§ DOCUMENTO:
·····

O Brasil e as inquietações pela democracia
Esteve e está em jogo um combate para evitar uma regressão dos valores da democracia, algo sempre confrangedor num país irmão e certamente com repercussões nos extremismos a nível internacional.
As eleições presidenciais no Brasil foram seguidas em Portugal com muito entusiasmo e mesmo com muita paixão. São vários os fatores que o explicam, como o facto de os brasileiros serem a maior comunidade estrangeira em Portugal ou os laços históricos e o afeto profundos que ligam os dois povos.
Mas talvez a razão mais relevante seja porque nestas eleições esteve e está em jogo um verdadeiro combate para evitar uma regressão dos valores da democracia, algo sempre confrangedor num país irmão e certamente com repercussões nos extremismos a nível internacional.
Toda a campanha se desenrolou num ambiente demasiado radicalizado e antagónico, rachando literalmente o país ao meio e criando uma tensão permanente, que continua após a vitória de Lula da Silva.
Tanto no caso de Lula como de Bolsonaro, a rejeição radical do outro foi muito violenta, com discursos de ódio e acusações constantes que em nada honram a democracia, tendo as pessoas sido mobilizadas como se estivessem em estado de guerra. As acusações e insinuações relativamente a vários domínios de intervenção pública estiveram omnipresentes, o que acabou por distorcer o debate claro e concreto sobre as propostas para responder às necessidades económicos e sociais das pessoas.

·····

§ Excertos do conjunto de dados sobre indicação de objetos:
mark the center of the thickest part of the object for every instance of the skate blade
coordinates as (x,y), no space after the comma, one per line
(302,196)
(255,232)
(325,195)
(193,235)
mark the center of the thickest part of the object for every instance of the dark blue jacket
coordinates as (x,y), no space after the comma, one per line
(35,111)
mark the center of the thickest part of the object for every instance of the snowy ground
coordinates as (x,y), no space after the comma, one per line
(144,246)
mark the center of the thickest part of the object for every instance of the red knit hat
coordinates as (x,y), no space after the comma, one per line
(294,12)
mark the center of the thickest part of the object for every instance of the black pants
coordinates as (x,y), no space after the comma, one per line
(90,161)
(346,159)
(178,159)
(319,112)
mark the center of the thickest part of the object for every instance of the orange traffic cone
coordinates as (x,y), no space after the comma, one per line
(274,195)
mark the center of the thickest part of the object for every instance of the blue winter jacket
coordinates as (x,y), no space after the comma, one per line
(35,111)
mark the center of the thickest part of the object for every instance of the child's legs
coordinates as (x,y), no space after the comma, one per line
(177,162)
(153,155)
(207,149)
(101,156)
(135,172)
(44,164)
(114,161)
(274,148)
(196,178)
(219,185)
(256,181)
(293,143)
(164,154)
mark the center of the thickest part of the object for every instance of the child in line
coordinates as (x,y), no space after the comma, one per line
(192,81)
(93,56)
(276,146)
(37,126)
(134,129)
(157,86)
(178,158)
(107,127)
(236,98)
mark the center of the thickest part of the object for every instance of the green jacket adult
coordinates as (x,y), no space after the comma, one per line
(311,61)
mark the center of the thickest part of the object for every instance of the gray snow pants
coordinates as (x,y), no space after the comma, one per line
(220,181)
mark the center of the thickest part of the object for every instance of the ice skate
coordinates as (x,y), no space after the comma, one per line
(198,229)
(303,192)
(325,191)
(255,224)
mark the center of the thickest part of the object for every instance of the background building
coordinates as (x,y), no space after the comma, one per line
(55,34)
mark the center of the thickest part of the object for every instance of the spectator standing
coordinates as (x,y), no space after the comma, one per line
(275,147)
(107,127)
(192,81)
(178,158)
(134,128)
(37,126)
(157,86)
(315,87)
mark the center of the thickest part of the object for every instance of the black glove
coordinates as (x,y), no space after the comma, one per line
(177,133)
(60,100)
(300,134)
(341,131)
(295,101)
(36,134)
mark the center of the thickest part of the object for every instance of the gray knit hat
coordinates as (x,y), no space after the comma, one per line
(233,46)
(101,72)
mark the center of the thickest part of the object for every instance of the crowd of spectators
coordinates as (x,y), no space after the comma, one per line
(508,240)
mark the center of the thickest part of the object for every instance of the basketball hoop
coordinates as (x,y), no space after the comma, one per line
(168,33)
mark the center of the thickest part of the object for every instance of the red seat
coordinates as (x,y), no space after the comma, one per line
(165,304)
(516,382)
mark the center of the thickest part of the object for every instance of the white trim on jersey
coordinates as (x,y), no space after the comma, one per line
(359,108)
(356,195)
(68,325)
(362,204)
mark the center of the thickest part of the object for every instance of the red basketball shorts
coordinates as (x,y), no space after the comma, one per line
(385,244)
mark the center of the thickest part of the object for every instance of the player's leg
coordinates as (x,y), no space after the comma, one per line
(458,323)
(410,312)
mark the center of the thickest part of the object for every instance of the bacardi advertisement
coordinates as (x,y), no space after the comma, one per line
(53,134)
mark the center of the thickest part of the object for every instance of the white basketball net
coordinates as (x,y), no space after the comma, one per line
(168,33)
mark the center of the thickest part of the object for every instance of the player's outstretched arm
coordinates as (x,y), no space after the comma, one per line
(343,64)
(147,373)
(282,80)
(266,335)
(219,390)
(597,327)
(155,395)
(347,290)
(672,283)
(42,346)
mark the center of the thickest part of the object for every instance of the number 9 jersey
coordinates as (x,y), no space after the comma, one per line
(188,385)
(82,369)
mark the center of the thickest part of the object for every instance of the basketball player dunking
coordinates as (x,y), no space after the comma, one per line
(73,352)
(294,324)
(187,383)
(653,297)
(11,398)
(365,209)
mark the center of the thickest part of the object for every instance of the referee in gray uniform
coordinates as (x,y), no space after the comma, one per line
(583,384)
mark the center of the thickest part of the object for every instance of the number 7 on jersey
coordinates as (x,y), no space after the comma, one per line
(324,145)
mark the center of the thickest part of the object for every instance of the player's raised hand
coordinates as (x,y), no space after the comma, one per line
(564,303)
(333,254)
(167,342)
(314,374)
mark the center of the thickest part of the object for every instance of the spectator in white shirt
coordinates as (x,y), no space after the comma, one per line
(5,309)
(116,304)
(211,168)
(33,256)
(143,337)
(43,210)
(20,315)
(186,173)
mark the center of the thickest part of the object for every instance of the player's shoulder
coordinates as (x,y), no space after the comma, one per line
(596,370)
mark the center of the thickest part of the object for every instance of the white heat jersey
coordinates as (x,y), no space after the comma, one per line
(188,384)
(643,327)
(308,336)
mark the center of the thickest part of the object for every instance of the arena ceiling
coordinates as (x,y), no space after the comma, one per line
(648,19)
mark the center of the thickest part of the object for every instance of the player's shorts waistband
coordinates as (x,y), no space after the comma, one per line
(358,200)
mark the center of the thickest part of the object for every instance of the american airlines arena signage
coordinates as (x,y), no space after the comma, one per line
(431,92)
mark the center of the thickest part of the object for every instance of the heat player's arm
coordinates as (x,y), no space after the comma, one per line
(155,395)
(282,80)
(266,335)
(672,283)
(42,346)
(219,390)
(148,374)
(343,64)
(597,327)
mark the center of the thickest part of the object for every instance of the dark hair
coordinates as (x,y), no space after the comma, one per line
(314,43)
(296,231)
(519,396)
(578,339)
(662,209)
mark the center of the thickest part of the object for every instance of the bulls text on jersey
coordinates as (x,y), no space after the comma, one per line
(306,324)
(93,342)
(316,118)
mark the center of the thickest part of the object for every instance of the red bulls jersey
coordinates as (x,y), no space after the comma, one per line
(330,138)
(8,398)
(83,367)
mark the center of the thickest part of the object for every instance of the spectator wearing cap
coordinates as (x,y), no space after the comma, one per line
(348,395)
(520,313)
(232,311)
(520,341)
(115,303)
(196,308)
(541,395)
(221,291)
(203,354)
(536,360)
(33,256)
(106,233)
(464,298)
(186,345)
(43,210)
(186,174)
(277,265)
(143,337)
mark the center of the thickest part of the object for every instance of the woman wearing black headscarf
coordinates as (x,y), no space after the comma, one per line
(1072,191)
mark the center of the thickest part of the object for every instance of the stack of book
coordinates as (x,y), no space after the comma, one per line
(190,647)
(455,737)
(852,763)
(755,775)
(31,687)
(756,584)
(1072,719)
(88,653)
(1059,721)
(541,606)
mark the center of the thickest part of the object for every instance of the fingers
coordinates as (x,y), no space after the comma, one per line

·····

§ REQUISITOS DO EXERCÍCIO:
A - Mostre cada linha da listagem que contenha a palavra "shorts".
B - Retome, por favor, o artigo sobre as eleições presidenciais no Brasil a partir do ponto em que termina.

§ RESULTADOS POR TAREFA:
A -
mark the center of the thickest part of the object for every instance of the red basketball shorts
mark the center of the thickest part of the object for every instance of the player's shorts waistband

B -
O que não deixa de ser surpreendente, é que, mais uma vez, a alteração do sistema político esteve fora do debate. E quando não se quer tocar num sistema que potencia a corrupção e um sistema de privilégios muito assimétrico relativamente à vida da maioria dos brasileiros, dificilmente poderão também ser combatidos aqueles flagelos, que estarão sempre na origem de um mal-estar e ressentimento na sociedade e num confronto de fações.
Independentemente desta questão central, é uma evidência que Lula e Bolsonaro têm visões completamente antagónicas sobre o que querem para o Brasil. Enquanto Lula tem uma agenda social clara de combate à pobreza e de valorização da educação e da cultura, de inclusão das minorias, de proteção do ambiente, de participação nas instituições multilaterais e de cooperação externa, incluindo na CPLP e na relação com Portugal, Bolsonaro tem uma visão completamente oposta.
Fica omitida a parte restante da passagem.